→ **Work to be completed**: Gather every line in the items below that contains the string "wrap", treating uppercase and lowercase as different, and copy each of those lines.

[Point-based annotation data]
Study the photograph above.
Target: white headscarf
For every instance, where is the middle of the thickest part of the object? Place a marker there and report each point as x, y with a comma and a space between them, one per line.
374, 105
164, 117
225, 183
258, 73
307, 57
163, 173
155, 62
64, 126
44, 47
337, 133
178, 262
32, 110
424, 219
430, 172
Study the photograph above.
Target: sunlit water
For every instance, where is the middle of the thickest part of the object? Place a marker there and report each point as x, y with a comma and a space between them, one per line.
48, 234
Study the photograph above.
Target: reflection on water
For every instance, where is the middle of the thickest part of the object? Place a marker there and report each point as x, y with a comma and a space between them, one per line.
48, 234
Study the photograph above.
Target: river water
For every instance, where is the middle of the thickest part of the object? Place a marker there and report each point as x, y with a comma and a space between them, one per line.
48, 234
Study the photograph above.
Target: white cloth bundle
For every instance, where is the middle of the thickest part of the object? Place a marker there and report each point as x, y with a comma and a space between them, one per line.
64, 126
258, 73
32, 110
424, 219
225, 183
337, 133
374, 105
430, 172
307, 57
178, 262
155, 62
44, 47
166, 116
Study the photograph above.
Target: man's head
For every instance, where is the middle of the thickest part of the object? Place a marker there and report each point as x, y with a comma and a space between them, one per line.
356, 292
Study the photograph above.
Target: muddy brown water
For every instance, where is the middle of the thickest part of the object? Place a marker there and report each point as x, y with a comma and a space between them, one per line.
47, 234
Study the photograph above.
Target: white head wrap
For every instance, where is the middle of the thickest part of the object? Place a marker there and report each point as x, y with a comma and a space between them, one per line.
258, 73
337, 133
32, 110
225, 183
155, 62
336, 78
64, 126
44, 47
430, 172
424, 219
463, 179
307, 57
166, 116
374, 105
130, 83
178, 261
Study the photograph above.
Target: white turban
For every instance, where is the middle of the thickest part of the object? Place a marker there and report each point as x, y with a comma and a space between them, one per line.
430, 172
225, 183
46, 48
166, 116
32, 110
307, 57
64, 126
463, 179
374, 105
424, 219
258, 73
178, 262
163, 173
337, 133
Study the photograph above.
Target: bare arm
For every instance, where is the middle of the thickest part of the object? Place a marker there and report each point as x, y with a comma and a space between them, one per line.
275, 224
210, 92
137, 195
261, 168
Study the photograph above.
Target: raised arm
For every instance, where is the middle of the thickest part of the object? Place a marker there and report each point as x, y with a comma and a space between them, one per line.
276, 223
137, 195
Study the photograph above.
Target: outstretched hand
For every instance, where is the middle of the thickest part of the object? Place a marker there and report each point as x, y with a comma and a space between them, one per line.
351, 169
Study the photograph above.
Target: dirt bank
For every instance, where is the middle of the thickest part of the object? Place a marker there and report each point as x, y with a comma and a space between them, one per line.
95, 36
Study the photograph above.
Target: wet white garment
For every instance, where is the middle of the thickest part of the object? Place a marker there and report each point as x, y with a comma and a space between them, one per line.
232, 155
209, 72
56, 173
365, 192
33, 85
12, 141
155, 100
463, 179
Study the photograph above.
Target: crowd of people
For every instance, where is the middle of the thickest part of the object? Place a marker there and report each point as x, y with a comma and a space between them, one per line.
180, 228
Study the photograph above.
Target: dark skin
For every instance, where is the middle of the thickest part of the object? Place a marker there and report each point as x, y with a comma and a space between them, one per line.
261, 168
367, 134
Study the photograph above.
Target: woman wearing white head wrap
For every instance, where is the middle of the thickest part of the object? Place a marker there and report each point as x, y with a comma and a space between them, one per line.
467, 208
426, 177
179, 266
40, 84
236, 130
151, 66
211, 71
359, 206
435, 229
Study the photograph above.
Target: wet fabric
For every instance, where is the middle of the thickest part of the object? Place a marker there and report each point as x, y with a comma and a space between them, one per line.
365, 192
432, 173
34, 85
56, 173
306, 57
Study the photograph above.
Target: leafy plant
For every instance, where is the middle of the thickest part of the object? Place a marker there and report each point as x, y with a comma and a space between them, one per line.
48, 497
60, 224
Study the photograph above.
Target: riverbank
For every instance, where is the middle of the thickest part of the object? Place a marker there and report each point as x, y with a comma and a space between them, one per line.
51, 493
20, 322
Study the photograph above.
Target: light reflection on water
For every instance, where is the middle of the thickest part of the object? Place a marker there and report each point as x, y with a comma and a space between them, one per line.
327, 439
* * *
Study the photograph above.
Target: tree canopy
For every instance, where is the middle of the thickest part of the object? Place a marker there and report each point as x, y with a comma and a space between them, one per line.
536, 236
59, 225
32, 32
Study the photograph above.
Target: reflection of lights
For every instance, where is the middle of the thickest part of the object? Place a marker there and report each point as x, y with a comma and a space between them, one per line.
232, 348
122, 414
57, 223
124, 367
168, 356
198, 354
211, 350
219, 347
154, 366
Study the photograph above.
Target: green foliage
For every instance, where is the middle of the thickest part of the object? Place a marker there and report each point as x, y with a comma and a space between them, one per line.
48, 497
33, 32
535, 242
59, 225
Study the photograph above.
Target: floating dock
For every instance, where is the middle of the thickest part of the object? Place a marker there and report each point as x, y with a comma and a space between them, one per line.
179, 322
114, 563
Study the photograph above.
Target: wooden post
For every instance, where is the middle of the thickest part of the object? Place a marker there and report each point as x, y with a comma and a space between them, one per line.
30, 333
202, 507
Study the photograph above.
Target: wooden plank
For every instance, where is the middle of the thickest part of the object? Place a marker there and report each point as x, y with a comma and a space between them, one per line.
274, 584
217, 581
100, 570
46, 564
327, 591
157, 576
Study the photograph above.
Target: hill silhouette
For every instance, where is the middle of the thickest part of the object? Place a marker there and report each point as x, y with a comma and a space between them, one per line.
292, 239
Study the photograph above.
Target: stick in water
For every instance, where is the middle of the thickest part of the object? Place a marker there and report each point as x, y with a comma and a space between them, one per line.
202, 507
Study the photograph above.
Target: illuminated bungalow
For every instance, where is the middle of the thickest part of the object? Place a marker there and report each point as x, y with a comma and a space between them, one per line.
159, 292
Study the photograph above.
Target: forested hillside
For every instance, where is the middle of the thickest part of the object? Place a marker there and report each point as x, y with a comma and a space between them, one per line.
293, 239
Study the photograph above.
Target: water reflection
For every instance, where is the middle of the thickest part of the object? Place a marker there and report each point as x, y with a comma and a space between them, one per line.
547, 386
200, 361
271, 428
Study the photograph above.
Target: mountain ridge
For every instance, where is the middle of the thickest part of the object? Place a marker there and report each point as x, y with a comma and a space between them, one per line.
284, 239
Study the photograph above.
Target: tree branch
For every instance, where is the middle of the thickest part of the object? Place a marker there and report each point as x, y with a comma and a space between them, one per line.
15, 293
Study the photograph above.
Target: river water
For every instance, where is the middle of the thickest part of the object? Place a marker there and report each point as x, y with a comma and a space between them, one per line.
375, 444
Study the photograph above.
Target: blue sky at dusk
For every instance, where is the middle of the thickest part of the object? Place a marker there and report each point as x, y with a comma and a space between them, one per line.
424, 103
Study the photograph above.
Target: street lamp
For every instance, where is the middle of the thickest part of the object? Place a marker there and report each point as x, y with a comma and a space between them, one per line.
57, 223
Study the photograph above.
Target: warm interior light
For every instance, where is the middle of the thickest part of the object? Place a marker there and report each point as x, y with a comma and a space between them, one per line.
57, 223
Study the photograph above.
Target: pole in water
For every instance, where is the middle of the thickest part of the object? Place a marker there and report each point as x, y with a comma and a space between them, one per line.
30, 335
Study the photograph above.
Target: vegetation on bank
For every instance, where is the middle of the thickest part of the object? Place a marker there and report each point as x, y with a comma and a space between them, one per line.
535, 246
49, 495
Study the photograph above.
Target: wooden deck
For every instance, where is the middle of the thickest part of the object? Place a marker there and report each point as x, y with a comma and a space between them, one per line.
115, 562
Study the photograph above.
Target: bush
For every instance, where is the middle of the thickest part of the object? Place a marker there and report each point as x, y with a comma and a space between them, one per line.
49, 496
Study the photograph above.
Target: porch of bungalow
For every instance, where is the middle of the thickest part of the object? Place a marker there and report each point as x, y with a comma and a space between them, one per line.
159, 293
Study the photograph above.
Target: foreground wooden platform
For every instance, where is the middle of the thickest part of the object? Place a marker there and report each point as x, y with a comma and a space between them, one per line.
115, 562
---
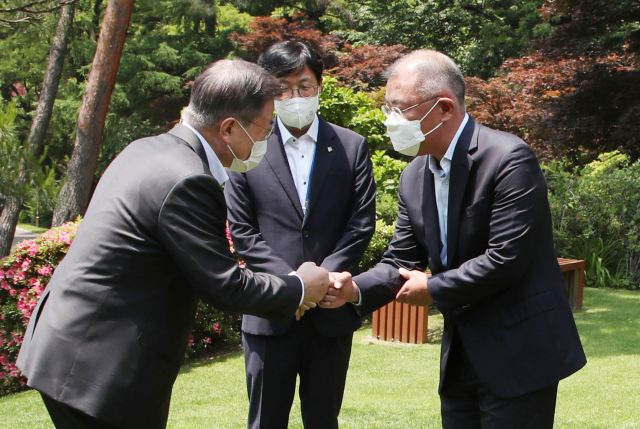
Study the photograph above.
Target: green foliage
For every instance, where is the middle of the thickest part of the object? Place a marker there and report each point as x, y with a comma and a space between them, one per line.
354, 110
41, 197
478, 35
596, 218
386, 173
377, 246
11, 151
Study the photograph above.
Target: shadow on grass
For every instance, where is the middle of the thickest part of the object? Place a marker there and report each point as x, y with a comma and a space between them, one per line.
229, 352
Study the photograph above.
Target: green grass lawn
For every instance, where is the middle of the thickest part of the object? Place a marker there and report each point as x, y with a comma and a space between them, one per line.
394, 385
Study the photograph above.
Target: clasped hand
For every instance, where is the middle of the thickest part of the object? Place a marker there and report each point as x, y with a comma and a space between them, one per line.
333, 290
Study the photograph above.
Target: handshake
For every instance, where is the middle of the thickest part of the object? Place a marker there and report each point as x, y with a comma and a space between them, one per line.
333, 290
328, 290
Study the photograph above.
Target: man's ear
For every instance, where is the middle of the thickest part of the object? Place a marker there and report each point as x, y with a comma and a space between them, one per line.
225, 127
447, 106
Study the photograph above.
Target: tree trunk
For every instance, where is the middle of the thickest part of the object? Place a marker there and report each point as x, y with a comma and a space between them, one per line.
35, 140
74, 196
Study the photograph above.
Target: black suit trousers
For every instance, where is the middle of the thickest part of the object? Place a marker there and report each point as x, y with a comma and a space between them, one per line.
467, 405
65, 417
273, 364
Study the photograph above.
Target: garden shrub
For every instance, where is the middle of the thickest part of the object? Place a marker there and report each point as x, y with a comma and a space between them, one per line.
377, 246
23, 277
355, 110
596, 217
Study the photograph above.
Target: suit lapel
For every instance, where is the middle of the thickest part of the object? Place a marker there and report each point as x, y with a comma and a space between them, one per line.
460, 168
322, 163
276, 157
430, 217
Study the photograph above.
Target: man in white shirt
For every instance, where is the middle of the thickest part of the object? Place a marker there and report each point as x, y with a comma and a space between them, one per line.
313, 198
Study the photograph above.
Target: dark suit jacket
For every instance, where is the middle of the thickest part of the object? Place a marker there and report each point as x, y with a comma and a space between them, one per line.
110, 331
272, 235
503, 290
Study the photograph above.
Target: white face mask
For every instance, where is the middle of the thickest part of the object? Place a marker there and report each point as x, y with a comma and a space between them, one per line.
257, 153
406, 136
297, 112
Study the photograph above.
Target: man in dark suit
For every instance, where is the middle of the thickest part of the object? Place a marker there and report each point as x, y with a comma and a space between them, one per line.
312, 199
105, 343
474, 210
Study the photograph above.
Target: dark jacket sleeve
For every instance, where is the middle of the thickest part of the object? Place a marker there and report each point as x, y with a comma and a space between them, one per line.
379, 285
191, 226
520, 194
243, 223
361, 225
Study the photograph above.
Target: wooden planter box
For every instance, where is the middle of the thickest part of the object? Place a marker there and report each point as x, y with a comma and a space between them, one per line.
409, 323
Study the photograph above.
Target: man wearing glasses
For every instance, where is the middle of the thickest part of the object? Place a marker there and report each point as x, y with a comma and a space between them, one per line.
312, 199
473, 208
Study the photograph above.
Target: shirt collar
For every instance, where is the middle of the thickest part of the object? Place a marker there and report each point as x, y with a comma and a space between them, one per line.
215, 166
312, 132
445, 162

→ **Exercise response**:
Target: white head wrap
Target: woman wearing white head wrap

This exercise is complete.